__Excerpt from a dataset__
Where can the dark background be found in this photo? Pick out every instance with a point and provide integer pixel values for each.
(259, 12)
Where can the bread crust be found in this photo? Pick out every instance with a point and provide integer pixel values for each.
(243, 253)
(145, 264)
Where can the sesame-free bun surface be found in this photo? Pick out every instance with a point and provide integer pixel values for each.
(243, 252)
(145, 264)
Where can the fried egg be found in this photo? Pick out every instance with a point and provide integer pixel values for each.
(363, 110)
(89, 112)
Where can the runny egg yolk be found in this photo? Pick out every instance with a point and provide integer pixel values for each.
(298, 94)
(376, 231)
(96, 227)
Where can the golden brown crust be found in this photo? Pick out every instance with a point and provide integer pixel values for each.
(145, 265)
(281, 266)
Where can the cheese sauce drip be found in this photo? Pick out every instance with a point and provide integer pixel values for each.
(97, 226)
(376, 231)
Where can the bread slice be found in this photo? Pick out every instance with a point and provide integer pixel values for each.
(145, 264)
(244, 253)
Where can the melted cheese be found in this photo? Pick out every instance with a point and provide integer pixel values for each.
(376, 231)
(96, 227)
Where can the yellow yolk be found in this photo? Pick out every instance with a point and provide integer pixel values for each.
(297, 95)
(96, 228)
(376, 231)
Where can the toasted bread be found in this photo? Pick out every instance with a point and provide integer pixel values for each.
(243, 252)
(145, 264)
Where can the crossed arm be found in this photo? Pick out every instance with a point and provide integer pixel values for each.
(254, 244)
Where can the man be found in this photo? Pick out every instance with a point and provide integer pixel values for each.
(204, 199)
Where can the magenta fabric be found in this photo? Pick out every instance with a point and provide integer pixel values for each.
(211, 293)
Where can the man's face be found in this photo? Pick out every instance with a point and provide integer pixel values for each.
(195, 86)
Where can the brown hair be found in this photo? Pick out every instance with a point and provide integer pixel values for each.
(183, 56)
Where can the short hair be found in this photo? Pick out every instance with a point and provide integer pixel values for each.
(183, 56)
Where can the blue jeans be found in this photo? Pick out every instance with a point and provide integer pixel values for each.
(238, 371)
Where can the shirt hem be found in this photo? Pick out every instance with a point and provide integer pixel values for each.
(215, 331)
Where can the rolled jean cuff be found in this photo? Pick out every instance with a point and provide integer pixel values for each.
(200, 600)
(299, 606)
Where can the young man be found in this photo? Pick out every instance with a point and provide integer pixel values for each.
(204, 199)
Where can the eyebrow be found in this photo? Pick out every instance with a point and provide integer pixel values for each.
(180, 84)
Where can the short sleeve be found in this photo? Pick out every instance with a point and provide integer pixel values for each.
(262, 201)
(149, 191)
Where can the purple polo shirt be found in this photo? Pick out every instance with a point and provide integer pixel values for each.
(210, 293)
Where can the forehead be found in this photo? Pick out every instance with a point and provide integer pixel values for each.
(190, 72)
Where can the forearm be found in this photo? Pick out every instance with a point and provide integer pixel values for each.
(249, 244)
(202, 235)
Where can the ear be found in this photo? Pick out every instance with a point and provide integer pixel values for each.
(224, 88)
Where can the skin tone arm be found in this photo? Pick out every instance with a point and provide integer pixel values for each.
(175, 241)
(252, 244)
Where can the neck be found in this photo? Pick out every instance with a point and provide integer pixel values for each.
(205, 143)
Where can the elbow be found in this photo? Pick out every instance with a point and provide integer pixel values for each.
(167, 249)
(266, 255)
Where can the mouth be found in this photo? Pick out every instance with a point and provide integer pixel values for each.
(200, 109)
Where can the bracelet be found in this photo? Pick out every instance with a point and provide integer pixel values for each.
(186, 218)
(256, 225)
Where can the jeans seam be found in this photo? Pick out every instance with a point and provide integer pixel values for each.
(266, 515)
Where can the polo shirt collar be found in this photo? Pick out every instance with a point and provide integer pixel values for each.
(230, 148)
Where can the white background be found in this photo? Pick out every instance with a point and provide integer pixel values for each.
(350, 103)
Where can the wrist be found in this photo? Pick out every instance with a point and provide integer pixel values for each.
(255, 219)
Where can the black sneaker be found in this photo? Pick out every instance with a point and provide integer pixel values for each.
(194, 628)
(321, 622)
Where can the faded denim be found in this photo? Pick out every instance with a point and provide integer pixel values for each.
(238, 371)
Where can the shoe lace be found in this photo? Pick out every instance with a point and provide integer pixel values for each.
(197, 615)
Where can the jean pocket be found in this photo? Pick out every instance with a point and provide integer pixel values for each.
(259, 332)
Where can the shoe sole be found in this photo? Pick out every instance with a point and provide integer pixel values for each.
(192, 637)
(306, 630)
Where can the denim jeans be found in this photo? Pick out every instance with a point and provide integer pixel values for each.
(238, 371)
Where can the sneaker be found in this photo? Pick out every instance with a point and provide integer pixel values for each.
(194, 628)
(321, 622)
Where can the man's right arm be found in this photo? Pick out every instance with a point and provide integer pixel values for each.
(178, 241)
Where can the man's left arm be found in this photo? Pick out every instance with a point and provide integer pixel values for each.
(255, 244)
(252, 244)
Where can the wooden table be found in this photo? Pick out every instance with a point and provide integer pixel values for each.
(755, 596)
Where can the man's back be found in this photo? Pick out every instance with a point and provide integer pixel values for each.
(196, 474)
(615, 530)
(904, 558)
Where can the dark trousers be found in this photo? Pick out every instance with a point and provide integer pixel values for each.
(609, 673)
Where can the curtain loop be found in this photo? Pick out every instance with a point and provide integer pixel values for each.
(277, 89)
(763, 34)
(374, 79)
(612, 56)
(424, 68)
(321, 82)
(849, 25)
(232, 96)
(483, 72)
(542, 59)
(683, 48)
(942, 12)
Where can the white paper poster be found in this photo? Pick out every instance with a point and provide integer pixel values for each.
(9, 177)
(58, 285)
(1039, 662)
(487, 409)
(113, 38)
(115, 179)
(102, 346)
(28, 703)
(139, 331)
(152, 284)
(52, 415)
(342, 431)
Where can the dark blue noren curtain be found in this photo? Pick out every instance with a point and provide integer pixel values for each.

__REQUEST__
Copy out, word for word, everything from the line containing "Where can the man's right" down to the end of the items above.

__TASK SOLUTION__
Where can the man's right arm be found in this photo? Pick out every instance with a point and provide integer pixel values for each.
(178, 241)
Where can the man's left arm be found in this photo? Pick out every instance with a point and provide integer pixel values for each.
(255, 244)
(252, 244)
Where can the wooden table be found in this photo? Pick out every instance with a point and provide integer pixel values for each.
(755, 596)
Where can the man's back be found in this photo? Pick out every instance with a point and provide integer pixel values for each.
(196, 474)
(615, 530)
(904, 558)
Where can the dark trousers be found in this photo? Pick out every instance with a point and provide integer pixel values for each.
(609, 673)
Where can the curtain loop be found in this photo? Pick out every instance with a point and provide integer pixel values for each.
(277, 89)
(763, 34)
(374, 79)
(612, 56)
(424, 68)
(321, 82)
(849, 25)
(232, 96)
(483, 72)
(542, 59)
(683, 48)
(942, 12)
Where can the white paper poster be found in this photo? Pick out every instance with a point and provide integer pixel values for each.
(9, 177)
(58, 285)
(1039, 662)
(487, 409)
(113, 38)
(115, 179)
(102, 346)
(28, 703)
(139, 331)
(152, 284)
(52, 415)
(342, 431)
Where can the dark blue noren curtain be found in this photo? Pick out every instance with a point and provide integer pixel values for each.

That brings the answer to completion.